*RECORDS SHOWN*
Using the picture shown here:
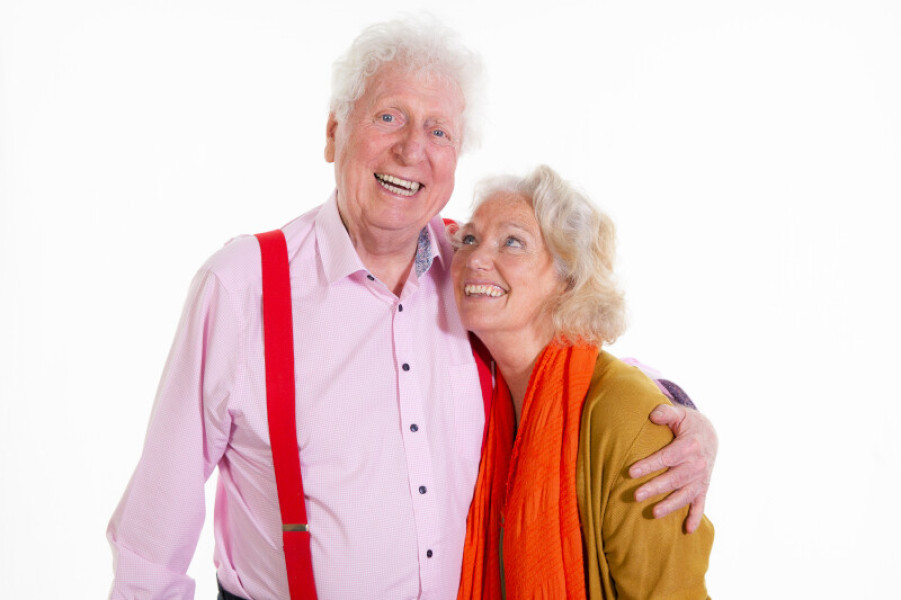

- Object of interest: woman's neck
[480,333,554,424]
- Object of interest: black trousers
[216,579,244,600]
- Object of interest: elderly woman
[452,166,713,599]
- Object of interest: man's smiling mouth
[375,173,423,196]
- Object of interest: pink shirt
[107,194,484,600]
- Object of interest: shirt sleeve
[107,270,241,600]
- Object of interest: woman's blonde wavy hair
[473,165,626,347]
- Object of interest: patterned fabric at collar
[416,226,435,277]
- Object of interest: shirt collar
[316,191,453,283]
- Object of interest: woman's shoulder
[585,350,669,430]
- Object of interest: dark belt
[216,577,245,600]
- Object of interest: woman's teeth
[463,285,506,298]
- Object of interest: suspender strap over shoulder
[256,229,316,600]
[256,223,494,600]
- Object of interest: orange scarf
[457,343,598,600]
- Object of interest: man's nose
[394,127,426,165]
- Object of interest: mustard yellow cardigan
[576,351,713,600]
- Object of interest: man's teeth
[375,173,421,196]
[463,285,506,298]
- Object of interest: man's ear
[325,113,338,162]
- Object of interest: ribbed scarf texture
[457,343,598,600]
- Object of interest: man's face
[325,63,464,243]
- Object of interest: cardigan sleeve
[577,353,713,600]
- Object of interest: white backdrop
[0,0,901,599]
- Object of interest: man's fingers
[685,492,707,533]
[650,404,686,426]
[629,438,701,480]
[635,463,703,502]
[654,486,698,519]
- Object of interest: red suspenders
[256,229,316,600]
[256,229,494,600]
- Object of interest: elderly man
[108,16,716,600]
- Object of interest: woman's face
[451,192,564,346]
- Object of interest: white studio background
[0,0,901,599]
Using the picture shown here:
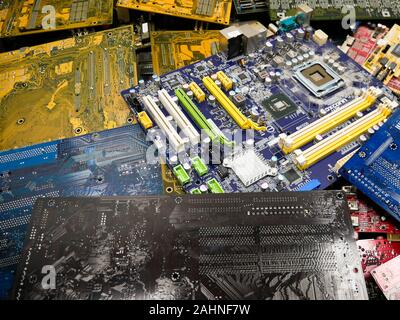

*DIRECTIONS FOR THIS TASK*
Write out all the records again, switching each "scarf" to "shawl" and changing nothing else. Leave the pictures out.

*SOLUTION*
Using the picture shown here:

- Object of interest: woman's neck
[480,333,554,424]
- Object of interest: black trousers
[216,579,244,600]
- Object of interest: elderly woman
[452,166,713,599]
- Object of interest: man's smiling mouth
[375,173,423,196]
- Object of interest: pink shirt
[107,194,484,600]
- Object of interest: shirt sleeve
[107,270,241,600]
- Object of interest: woman's blonde wavy hair
[473,165,626,347]
- Object of interest: patterned fabric at collar
[416,226,435,277]
- Object of interest: shirt collar
[316,191,453,283]
- Object of interest: woman's shoulder
[585,350,669,430]
- Object of interest: dark belt
[216,577,245,600]
- Object of interest: woman's teeth
[463,285,506,298]
- Object of interest: suspender strap over shoulder
[256,229,316,600]
[256,223,494,600]
- Object of interest: orange shawl
[457,343,598,600]
- Object of interest: man's nose
[394,127,426,165]
- Object of interest: mustard yellow cardigan
[576,351,713,600]
- Object of interest: man's teeth
[375,173,421,196]
[463,285,506,298]
- Object of interest: man's ear
[325,113,338,162]
- Object of interest: ribbed shawl texture
[457,343,598,600]
- Object of interest: man's face
[325,63,464,243]
- Object of interest: cardigan sleeve
[577,353,713,600]
- Object of interest: white backdrop
[0,0,901,599]
- Object of interest: man's fingers
[685,492,707,533]
[650,404,686,426]
[629,438,701,480]
[635,463,703,502]
[654,486,698,519]
- Object of interest: red suspenders
[256,229,316,600]
[256,229,494,600]
- Object of interest: elderly man
[108,16,716,600]
- Object of interest: woman's face
[451,192,564,346]
- Object of interest: white studio background
[0,0,901,599]
Using the picture shown here:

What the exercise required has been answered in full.